About this exercise ▸ Reproduce the whole listing, keeping each line as it is.

Source information ▸
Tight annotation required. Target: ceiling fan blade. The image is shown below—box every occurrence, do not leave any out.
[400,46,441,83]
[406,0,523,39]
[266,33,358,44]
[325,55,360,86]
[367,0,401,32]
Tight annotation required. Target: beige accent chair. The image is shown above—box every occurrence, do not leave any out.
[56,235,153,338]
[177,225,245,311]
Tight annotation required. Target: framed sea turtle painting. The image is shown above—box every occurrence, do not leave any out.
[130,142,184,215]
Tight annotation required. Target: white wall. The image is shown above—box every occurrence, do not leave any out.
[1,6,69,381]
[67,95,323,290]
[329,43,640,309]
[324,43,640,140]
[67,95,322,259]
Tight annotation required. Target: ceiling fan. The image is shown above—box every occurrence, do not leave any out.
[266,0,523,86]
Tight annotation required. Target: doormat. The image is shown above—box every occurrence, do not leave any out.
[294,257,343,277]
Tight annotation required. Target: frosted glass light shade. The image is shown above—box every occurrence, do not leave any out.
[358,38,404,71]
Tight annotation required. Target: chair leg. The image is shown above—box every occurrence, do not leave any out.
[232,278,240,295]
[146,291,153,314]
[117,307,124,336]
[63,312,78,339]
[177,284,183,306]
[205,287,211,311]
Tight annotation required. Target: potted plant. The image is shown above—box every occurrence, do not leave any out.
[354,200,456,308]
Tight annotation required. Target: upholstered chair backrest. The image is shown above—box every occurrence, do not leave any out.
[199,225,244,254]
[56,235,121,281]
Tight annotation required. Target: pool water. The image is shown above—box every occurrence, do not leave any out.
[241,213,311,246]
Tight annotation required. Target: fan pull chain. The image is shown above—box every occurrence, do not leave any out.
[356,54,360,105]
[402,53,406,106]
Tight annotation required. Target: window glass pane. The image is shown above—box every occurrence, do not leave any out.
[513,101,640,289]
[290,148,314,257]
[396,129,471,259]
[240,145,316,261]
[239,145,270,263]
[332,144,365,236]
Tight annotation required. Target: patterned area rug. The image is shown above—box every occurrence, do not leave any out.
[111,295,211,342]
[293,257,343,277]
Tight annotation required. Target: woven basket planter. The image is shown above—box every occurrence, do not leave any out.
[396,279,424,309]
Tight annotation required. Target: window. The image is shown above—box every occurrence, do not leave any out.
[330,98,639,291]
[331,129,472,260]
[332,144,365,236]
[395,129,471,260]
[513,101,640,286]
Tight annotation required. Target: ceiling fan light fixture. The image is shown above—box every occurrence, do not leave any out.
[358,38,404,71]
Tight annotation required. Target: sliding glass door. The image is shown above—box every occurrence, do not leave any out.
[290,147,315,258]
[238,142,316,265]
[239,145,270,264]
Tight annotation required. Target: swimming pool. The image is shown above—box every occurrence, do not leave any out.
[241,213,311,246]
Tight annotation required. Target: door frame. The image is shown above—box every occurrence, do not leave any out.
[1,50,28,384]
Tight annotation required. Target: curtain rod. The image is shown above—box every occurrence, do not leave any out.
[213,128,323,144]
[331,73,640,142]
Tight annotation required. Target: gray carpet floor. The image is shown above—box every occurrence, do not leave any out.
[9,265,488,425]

Solution ▸
Tight annotation required. Target: ceiling fan blade. The image is shown below—box every occurrence, do not leave any out.
[400,46,441,83]
[406,0,523,39]
[266,33,358,44]
[325,55,360,86]
[367,0,401,32]
Tight annotation required. Target: beige accent chair. The image is shown above—box every occurrence, do not leave any out.
[56,235,153,338]
[177,225,245,311]
Tight annotation required. Target: framed sea turtle painting. The image is shown above—box every occurrence, do not leave any out.
[130,142,184,215]
Tight annotation required. Target: white wall. The image is shown above—box every occurrence, do not leave any out.
[1,6,69,381]
[67,95,323,290]
[329,43,640,309]
[324,43,640,140]
[67,95,322,259]
Tight annotation required. Target: ceiling fan. The image is shown above—box every occurrence, do not leave any out.
[266,0,523,86]
Tight annotation required. Target: doormat. The image is shown above—box every occurrence, do not leave any out.
[294,257,343,277]
Tight annotation required. Target: frosted glass light shade. The image is shown above—box every occurrence, do not leave any out.
[358,38,404,71]
Tight annotation required. Target: chair leg. The image is shown above—box every occurrence, do not leave any out.
[232,278,240,295]
[146,291,153,314]
[117,307,124,336]
[63,312,78,339]
[177,284,183,306]
[205,287,211,311]
Tight annotation required. Target: potted plant. The image is shown above—box every occurrence, do not leave any out.
[354,200,456,308]
Tight annotation required. Target: upholstered chair backrest. The image is shown above—box every occurrence, do not leave any out.
[199,225,244,254]
[56,235,121,281]
Tight annotation required. Target: pool water. The image is shown above—box every occurrence, do not leave any out.
[241,213,311,246]
Tight annotation required. Target: fan pull chain. The image is shown above—box every occurrence, do not leave any out.
[356,54,360,105]
[402,53,406,106]
Tight annotation required. Target: window glass pane. The image is shown above—box every occurrence, do not leave any out.
[513,101,640,289]
[290,148,314,257]
[396,129,471,259]
[240,145,316,261]
[239,145,270,263]
[332,144,365,236]
Tight annotation required. Target: patterned area rug. The image is shown above—box every occurrence, do not leave any out.
[111,295,211,342]
[293,257,343,277]
Tight annotation required. Target: woven basket planter. The image is shown above—box every occurrence, do not leave any out.
[396,279,424,309]
Tight annotation required. Target: window. The image is shown above—box every occurrence, do not leave any out.
[330,98,639,291]
[331,129,472,260]
[332,144,365,236]
[395,129,471,260]
[513,101,640,286]
Tight annotation required. Target: ceiling fan light fixture. The image is shown above—box every occurrence, do not leave any out.
[358,38,404,71]
Tight annotation required. Target: sliding glass door. The image is shown above—box every occurrence, do not leave any out.
[290,147,315,258]
[238,142,316,265]
[239,145,270,264]
Tight annotation required. Target: swimming pool. The image is shown above—box every occurrence, do not leave any out.
[241,213,311,246]
Tight annotation required. Target: door frame. The image is shown above—box every occurrence, do not leave any out.
[1,50,28,384]
Tight annotation required. Target: curtain rod. The image is shown above—box every occurrence, do not leave any out.
[213,128,323,144]
[331,73,640,142]
Tight annotation required. Target: gray carpet floor. The image is shown above—box every occurrence, do not leave any out.
[9,265,488,425]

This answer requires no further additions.